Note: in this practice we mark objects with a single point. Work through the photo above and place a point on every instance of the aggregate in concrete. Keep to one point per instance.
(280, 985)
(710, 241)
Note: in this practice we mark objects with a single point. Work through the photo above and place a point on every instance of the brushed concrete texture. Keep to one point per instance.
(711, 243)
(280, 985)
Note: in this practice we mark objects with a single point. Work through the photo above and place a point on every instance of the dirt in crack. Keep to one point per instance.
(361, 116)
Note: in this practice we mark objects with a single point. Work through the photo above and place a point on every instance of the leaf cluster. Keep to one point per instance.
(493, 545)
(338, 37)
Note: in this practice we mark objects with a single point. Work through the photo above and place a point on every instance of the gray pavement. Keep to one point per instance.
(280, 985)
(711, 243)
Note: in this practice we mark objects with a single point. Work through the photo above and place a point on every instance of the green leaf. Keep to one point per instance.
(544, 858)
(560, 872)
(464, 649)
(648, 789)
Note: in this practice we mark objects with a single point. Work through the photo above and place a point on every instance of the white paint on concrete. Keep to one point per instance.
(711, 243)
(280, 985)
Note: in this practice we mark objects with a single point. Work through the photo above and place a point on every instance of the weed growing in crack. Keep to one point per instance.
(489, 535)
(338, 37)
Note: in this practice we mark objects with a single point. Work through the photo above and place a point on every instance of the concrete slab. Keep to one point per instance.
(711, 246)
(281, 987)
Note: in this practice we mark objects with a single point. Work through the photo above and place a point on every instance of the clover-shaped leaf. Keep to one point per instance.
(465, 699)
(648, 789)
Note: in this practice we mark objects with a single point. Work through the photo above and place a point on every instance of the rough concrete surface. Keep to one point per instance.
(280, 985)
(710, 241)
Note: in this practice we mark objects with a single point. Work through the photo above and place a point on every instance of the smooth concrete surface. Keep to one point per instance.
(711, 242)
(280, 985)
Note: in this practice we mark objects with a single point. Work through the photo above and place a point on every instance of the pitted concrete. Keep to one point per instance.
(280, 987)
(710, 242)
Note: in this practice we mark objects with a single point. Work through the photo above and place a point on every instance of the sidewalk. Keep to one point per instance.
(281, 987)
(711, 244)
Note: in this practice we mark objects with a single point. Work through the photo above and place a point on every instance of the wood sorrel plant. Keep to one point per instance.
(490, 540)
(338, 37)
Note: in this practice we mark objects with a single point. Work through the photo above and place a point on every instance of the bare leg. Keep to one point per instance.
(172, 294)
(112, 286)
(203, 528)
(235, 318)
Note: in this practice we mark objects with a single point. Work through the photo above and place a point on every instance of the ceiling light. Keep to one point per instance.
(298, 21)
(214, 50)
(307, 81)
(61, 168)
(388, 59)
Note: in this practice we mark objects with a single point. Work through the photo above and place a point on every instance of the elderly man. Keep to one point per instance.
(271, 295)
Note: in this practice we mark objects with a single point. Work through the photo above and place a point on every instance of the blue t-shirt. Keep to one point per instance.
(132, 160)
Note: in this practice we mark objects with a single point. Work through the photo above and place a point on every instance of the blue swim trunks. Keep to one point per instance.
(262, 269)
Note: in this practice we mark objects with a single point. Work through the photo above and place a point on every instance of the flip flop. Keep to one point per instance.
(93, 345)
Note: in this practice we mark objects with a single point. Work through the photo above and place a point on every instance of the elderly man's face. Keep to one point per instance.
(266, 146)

========================

■ TASK DETAILS ■
Rewrite everything from the line containing "flop. Keep to one point per instance." down to the end of the entries, keeping the request lines unchanged. Shift each point's coordinates by adding 45 to both numbers.

■ FULL RESPONSE ■
Note: in this practice we mark objects with a single point. Work through the photo above and place a point on every instance of the flip flop. Keep to one point per instance.
(138, 390)
Note: in this practice we mark objects with a single point. Work through the photo above and place a point on every instance of the elderly man's face. Keep to one point per instance.
(311, 191)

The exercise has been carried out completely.